[What you need to do]
Whatever appears in the listing must be reproduced exactly.

[Provided entries]
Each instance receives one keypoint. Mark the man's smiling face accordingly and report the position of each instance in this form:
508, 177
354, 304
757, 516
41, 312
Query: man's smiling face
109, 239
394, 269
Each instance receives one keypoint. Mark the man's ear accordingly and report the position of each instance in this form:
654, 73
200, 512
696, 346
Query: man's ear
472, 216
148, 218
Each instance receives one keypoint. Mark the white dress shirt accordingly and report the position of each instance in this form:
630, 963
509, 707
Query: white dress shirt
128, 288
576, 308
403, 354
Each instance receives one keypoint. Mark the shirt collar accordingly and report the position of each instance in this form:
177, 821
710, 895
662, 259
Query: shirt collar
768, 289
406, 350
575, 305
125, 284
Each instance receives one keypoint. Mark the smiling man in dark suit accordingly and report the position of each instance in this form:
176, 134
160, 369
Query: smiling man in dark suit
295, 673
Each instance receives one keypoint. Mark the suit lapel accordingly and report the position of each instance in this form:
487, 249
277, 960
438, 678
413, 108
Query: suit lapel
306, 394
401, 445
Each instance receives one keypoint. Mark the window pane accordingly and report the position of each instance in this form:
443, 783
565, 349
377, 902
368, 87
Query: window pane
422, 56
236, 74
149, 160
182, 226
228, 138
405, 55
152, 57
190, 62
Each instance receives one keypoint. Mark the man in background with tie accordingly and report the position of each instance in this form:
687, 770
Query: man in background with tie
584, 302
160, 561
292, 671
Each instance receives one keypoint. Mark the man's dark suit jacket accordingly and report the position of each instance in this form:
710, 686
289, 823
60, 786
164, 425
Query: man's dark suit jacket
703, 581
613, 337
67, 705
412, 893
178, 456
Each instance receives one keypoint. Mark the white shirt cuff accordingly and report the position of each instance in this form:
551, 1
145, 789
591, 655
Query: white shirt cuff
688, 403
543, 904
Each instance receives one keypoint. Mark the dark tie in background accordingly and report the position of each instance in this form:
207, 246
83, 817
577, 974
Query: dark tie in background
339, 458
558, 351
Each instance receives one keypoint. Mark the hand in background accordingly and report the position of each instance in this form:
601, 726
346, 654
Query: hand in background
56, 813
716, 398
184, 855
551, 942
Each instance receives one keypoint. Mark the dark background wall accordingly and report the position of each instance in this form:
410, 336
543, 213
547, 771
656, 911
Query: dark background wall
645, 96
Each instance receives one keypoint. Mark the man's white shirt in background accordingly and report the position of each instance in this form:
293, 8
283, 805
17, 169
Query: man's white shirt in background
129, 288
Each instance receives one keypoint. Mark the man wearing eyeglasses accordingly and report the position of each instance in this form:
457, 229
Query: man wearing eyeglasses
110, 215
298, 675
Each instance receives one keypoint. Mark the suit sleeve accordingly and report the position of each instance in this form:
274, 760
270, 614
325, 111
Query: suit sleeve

[Written answer]
Each instance receives one keypoint. Mark the man's smiling face accordingly and report the position of each instance in this form:
508, 177
354, 304
757, 516
41, 312
Query: man's smiling face
109, 239
394, 269
Each instance receives one keypoint. Mark the man's ear accordingly and report the position of each instance in this form:
654, 73
200, 512
696, 346
Query: man's ear
472, 216
148, 218
Each instance receives one keypoint. Mark the white dress shirt accordingly and report the position of each instance in this form:
630, 963
509, 707
Query: white dress shirt
128, 288
576, 308
403, 354
Each instance receives one keypoint. Mark the shirt collar accordingly and report the position of each instance in this form:
177, 821
710, 895
662, 259
Query: shirt collar
768, 289
406, 350
575, 305
125, 284
Each instance receives one keypoint. Mark the smiling man in dark suit accordingly and report the position of each instance in this form:
176, 134
160, 369
Query: smiling man in dark suit
295, 673
Each instance receives one keypoint. Mark the suit lapel accordingly and report the position of each instance in this form:
487, 249
277, 960
438, 678
413, 108
Query: suit lapel
306, 394
401, 445
Each instance receives one keypoint. Mark the window pane accordingly and report the position of each instance in this form:
443, 783
565, 349
377, 902
368, 87
Query: window pane
422, 56
236, 74
149, 160
182, 226
228, 138
405, 55
152, 57
190, 62
Each instance receives one keypoint. Mark the man in background with tie accordingly and report the position of each instance in this form:
687, 770
Query: man in background with tie
584, 302
160, 561
292, 671
Each instance receives one keypoint. Mark the man's dark suit jacket accordingly and report the position of each instance in this form:
710, 686
289, 823
60, 786
164, 425
Query: man's dark suit jacket
703, 581
613, 337
67, 705
412, 893
178, 456
Each instance receives one keypoint. Mark the white shirt cuff accordingly and report the position of each instance in this form:
551, 1
145, 789
591, 655
Query: white shirt cuff
688, 403
543, 904
Each instance receives one keypoint. Mark the dark tie in background accordingly and report the position of each instance in this form:
207, 246
83, 817
577, 974
Query: dark tie in background
339, 458
558, 351
Each instance receives one keypoint. Mark the hand in background accordingly and report the position of each instance in this form:
601, 726
346, 654
Query: hand in background
56, 813
716, 398
184, 855
551, 942
Each instance receives one keypoint. Mark the dark background wall accordingly and report the position of each instance in this form:
410, 336
543, 213
547, 771
656, 911
Query: dark background wall
645, 96
Each instance receives one keypoint. Mark the man's white shirt in background accordingly and report the position of each instance in this form:
293, 8
283, 805
17, 169
Query: man's white shirt in background
129, 288
Each instance receives one keypoint. Mark the man wearing eyeglasses accordingly and report the position of each instance in this form:
457, 229
Query: man wearing eyeglasses
110, 215
298, 675
Each instance receives one keypoint. Mark the suit sleeve accordingly and report the position of each instance in this form:
274, 760
270, 614
325, 111
Query: suit sleeve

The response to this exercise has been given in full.